+++ 文書の抜粋 +++
あらすじ 6人パーティを組む冒険者ライオス一行は、ダンジョン探索中に食料を失い、空腹のままレッドドラゴンに挑むことになる。その結果、パーティは実力を十分に発揮できず壊滅状態となるが、ライオスの妹ファリンがドラゴンに食われながら使った脱出魔法により、他のメンバーはかろうじて地上へと逃れた。引用- Wikipedia

さぁ!喰らえ!これぞ至高のハイファンタジー

原作は漫画な本作品。
監督は宮島善博、制作はTRIGGER

ドラゴン

この作品はいわゆるファンタジーな作品だ。
狂乱の魔術師と言われる存在が居ると言われるダンジョン、
ダンジョンの奥には黄金の国が眠り、そんな黄金を求めて
多くの冒険者がダンジョンに潜り続けている。

主人公であるライオスもまた冒険者だ。
ドラゴンを目の前にして、彼は「空腹」ゆえにボケっとしてしまい、
その隙を狙われてパーティーが崩壊してしまう。
妹である「ファリン」はドラゴンに食われ、
パーティーメンバーも一部脱退してしまう。絶望的な状況だ。

しかし、ライオスは諦めていない。
この世界には「蘇生魔法」がある、死体さえあれば蘇られる。
例えみじん切りになっていても蘇られるが、「うんこ」からは別だ(笑)
ドラゴンに妹が消化されるまえに救い出さないといけない。

物語の目的を1話冒頭でしっかりと指し示すことで、
自然と物語に引き込まれる。

だが、そんな目的を進めるためには腹を満たす必要がある。
彼らがドラゴンに敗退したのは食料をダンジョンの中で失い、
空腹状態で戦闘になってしまったことだ。
もう1度ダンジョンに挑むためにはお金もご飯も必要だ。

ダンジョンという場所を何時間も、何日も潜るためには
「食料」は必須だ。ゲームではあるが
トルネコの大冒険でもご飯は重要だった。
+++ 記録の抜粋 +++
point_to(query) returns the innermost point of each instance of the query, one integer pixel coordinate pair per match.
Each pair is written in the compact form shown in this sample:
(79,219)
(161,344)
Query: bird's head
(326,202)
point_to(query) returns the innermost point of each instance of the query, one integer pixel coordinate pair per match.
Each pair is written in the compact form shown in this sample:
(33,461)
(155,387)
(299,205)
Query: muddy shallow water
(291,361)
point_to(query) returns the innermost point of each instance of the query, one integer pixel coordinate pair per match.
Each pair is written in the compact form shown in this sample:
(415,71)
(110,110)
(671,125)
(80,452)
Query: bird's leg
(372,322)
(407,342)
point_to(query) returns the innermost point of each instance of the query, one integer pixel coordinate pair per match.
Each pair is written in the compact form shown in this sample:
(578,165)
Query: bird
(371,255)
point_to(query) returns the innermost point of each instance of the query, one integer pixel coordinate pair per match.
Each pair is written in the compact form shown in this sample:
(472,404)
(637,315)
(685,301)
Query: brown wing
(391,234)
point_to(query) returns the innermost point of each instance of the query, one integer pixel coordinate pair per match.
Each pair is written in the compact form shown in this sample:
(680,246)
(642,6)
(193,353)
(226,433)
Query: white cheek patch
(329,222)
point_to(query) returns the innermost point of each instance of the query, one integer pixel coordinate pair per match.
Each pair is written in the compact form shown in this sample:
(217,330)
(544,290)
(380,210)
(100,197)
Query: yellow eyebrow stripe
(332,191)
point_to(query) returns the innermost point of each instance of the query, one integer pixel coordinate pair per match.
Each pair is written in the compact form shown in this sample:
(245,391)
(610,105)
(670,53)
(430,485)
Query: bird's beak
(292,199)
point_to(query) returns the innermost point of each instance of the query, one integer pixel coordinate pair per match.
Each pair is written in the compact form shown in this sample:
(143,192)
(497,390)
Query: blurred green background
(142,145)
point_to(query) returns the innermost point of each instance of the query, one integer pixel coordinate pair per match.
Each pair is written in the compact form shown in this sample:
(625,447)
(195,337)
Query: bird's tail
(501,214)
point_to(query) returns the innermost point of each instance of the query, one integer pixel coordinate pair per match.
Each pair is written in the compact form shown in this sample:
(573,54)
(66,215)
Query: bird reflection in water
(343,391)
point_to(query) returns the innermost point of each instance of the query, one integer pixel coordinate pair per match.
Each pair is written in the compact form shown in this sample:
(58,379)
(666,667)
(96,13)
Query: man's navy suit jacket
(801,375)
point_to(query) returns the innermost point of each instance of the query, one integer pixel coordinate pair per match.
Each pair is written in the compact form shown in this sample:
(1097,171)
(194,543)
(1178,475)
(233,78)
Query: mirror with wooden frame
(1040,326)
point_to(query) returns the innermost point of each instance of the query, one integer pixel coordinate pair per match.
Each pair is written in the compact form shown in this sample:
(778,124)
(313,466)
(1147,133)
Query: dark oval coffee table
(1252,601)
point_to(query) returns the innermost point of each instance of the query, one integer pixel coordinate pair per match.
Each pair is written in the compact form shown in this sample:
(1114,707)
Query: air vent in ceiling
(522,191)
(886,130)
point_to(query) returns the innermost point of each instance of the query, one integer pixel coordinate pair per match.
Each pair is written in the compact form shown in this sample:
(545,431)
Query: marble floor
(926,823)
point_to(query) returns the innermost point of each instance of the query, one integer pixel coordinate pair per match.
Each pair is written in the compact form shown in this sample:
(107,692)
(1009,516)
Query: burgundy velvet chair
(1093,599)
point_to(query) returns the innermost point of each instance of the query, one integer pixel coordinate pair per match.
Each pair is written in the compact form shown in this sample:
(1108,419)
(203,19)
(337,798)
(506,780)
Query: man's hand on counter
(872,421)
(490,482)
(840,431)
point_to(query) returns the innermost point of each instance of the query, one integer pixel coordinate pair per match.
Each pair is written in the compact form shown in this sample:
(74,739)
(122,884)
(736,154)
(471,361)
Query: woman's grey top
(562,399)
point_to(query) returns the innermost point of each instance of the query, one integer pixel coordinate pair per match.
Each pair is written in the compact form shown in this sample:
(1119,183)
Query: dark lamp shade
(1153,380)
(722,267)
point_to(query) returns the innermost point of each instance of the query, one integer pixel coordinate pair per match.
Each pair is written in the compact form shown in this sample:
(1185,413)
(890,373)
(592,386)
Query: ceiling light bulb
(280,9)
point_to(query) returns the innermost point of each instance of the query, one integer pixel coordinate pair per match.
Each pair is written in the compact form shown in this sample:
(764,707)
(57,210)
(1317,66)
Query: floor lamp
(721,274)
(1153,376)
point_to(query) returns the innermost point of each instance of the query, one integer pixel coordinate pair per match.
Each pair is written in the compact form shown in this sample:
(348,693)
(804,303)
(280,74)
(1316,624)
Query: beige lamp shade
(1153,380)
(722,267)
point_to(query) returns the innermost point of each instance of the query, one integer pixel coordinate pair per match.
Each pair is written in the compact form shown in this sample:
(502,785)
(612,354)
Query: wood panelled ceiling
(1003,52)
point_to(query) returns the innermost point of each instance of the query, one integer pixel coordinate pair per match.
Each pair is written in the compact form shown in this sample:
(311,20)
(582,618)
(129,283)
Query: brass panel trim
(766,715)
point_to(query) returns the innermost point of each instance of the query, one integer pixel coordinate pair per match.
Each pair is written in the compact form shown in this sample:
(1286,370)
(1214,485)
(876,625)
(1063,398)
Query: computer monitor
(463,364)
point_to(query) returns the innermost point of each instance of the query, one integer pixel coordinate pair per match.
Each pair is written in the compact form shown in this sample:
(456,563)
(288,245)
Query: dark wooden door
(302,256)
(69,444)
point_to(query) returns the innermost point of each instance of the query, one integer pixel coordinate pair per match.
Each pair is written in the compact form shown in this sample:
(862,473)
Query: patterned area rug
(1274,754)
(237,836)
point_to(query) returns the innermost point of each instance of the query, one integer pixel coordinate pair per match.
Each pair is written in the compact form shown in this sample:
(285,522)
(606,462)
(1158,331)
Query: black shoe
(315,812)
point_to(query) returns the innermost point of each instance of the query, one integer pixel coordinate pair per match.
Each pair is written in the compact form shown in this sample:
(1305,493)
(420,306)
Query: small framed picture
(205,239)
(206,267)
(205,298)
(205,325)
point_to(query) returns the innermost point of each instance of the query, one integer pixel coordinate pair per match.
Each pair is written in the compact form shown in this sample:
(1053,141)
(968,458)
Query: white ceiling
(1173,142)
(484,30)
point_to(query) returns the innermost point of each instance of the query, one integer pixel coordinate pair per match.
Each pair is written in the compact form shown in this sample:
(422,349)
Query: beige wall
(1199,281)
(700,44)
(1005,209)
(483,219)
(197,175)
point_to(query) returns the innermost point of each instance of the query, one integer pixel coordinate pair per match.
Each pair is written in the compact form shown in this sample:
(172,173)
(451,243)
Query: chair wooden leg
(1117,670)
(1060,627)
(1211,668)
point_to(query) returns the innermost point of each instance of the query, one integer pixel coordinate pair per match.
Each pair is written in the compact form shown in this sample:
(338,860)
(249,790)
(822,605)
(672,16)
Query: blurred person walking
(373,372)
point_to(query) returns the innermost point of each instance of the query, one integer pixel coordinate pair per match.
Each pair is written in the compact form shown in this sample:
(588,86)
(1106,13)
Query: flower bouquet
+++
**短い課題:**
上の文書の抜粋のうち、「さぁ!喰らえ!これぞ至高のハイファンタジー」から始まり「主人公であるライオスもまた冒険者だ。」で終わる部分を、一字一句違えずに書き写してもらえますか。

**完了した課題:**
さぁ!喰らえ!これぞ至高のハイファンタジー

原作は漫画な本作品。
監督は宮島善博、制作はTRIGGER

ドラゴン

この作品はいわゆるファンタジーな作品だ。
狂乱の魔術師と言われる存在が居ると言われるダンジョン、
ダンジョンの奥には黄金の国が眠り、そんな黄金を求めて
多くの冒険者がダンジョンに潜り続けている。

主人公であるライオスもまた冒険者だ。